-- PROBLEMS --
A: Answer these questions using the article on Summer Streets.
(i) For how many Saturdays did last year's Summer Streets program close off part of Manhattan?
(ii) How many sites does Brooklyn have this year?
(iii) Which organization sponsors Bronx Summer Walks?
B: Extract from the article on Summer Streets the passage starting at "Before closing Broadway" up to and including "Avenue this year?", copied word for word.

-- QUOTED PASSAGE --
=-=-=

Before closing Broadway got her branded a car-hating communist, DOT commissioner Janette Sadik-Khan was already well on her way to transforming the city's streets. One of the most memorable events--and a sign of things to come--was last year's Summer Streets program, which, for three Saturdays last August, closed off a large swath of Manhattan from the Brooklyn Bridge to 72nd Street, with most of the course running up Park Avenue. (There was also a less publicized closure of Bedford Avenue in Williamsburg.) Never one to stand (or bike) still, Sadik-Khan and the mayor announced today the expansion of the program throughout the summer and across all five boroughs this year. Details after the jump, but first two quick thoughts: Brooklyn, with seven sites, is the obvious winner; and why no Park Avenue this year?
    Bronx
* Bronx Summer Walks – 167th Street between Gerard and Cromwell Avenues, Saturday June 20th, 27th and July 11th, 12 p.m.- 4 p.m., Sponsored by Local Development Corporation of the Bronx.

=-=-=

Location annotation dataset excerpts
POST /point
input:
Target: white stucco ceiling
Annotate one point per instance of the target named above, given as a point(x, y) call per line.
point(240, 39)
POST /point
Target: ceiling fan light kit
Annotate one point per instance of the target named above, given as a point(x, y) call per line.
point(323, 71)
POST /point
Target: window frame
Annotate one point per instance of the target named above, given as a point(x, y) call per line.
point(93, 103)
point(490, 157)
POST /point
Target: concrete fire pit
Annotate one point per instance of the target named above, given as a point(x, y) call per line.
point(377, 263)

=-=-=

-- RESULTS FOR EACH TASK --
A:
(i) Three Saturdays, last August.
(ii) Seven.
(iii) The Local Development Corporation of the Bronx.

B:
Before closing Broadway got her branded a car-hating communist, DOT commissioner Janette Sadik-Khan was already well on her way to transforming the city's streets. One of the most memorable events--and a sign of things to come--was last year's Summer Streets program, which, for three Saturdays last August, closed off a large swath of Manhattan from the Brooklyn Bridge to 72nd Street, with most of the course running up Park Avenue. (There was also a less publicized closure of Bedford Avenue in Williamsburg.) Never one to stand (or bike) still, Sadik-Khan and the mayor announced today the expansion of the program throughout the summer and across all five boroughs this year. Details after the jump, but first two quick thoughts: Brooklyn, with seven sites, is the obvious winner; and why no Park Avenue this year?